───── Provided passage ─────

What is IO Multiplexing?

I/O multiplexing is a mechanism that allows a program to monitor multiple file descriptors simultaneously (including network sockets, pipes, files, etc.). Through this technology, a program does not need to create a thread or process for each I/O operation. Instead, it can manage multiple I/O operations within a single thread or process, thereby improving resource utilization and the system’s concurrent processing capability.

The following are detailed knowledge points and common interview questions about I/O multiplexing.

1. Concept of I/O Multiplexing

The core idea of I/O multiplexing is: through a mechanism, a program can monitor multiple I/O events simultaneously, and when one or more of these I/O events are ready, notify the application program to perform corresponding processing.

Compared with the traditional blocking I/O method, I/O multiplexing allows the application program not to create an independent thread or process for each I/O operation. Instead, it uses a single thread to wait for events (such as readable, writable, abnormal, etc.) on multiple file descriptors at the same time.

2. Common I/O Multiplexing Models

Common implementations of I/O multiplexing include:

select
poll
epoll (Linux exclusive)
kqueue (BSD systems, such as macOS)
IOCP (Windows)

(1) select

Function: select can monitor the status (readable, writable, abnormal) of multiple file descriptors simultaneously. It judges the status of file descriptors by passing three sets (readable set, writable set, abnormal set).
Features:
There is a limit on the number of file descriptors (usually 1024 or 2048).
Each call to select requires repopulating the file descriptor set, so the efficiency is low.

───── Data excerpts ─────

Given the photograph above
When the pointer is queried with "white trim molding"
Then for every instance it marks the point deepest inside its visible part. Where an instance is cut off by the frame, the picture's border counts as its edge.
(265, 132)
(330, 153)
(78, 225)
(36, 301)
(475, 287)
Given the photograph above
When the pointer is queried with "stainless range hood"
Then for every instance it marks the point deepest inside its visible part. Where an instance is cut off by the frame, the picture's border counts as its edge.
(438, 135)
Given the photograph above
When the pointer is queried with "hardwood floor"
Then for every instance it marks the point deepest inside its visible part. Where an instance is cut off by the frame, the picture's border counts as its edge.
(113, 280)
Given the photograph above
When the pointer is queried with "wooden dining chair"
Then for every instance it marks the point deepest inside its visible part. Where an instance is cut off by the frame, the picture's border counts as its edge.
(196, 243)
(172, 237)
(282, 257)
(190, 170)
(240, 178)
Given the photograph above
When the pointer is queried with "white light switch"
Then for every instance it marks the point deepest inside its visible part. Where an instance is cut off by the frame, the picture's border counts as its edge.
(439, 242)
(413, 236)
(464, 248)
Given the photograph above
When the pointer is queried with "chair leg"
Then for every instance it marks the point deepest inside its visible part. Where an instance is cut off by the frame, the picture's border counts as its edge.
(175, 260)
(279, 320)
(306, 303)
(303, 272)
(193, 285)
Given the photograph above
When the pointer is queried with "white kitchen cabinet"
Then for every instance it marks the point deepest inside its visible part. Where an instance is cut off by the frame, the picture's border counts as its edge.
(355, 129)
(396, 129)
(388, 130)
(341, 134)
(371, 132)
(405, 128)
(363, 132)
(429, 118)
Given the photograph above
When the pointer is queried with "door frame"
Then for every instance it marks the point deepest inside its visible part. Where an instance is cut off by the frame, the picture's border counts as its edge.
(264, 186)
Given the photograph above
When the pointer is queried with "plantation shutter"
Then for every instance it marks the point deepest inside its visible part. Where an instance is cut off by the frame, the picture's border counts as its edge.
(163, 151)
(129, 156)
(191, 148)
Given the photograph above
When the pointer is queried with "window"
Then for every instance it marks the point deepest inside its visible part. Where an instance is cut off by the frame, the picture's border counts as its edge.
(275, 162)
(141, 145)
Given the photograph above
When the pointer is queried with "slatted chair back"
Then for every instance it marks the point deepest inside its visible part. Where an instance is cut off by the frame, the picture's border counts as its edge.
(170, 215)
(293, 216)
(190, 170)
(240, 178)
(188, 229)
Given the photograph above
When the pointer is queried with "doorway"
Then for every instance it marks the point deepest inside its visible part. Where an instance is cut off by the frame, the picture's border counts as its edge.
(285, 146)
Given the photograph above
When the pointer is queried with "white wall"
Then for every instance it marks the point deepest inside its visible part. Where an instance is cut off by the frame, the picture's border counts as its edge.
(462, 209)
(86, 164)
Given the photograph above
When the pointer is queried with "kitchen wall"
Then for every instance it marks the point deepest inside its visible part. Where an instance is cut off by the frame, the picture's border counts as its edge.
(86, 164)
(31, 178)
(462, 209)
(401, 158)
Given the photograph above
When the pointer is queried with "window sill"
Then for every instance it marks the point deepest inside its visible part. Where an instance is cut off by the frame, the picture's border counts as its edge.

─────

> _What you need to do_
A: According to the I/O multiplexing article, what is the usual limit on the number of file descriptors that select can handle?
B: Does each statement agree with the I/O multiplexing article? Answer yes or no, and quote the deciding words.
(i) epoll can be used on Windows.
(ii) select judges the status of file descriptors by passing three sets.
(iii) With I/O multiplexing, a program must create a thread for each I/O operation.
C: Please carry on the I/O multiplexing article from its final sentence.

> _In response_
A: Usually 1024 or 2048.

B:
(i) No: "epoll (Linux exclusive)"
(ii) Yes: "It judges the status of file descriptors by passing three sets (readable set, writable set, abnormal set)."
(iii) No: "a program does not need to create a thread or process for each I/O operation"

C:
It uses a polling method to check the status of each file descriptor.
Example of use:

fd_set readfds;FD_ZERO(&readfds);FD_SET(socket_fd, &readfds);select(max_fd + 1, &readfds, NULL, NULL, NULL);if (FD_ISSET(socket_fd, &readfds)) {    // socket_fd is readable}

(2) poll

Function: poll is similar to select and can also monitor the status of multiple file descriptors, but it uses an array of pollfd structures to store file descriptors and their events.
Features:
There is no limit on the number of file descriptors (depending on system memory).
It still needs to traverse the entire file descriptor array during each call.
The array needs to be reinitialized for each call, which is inefficient.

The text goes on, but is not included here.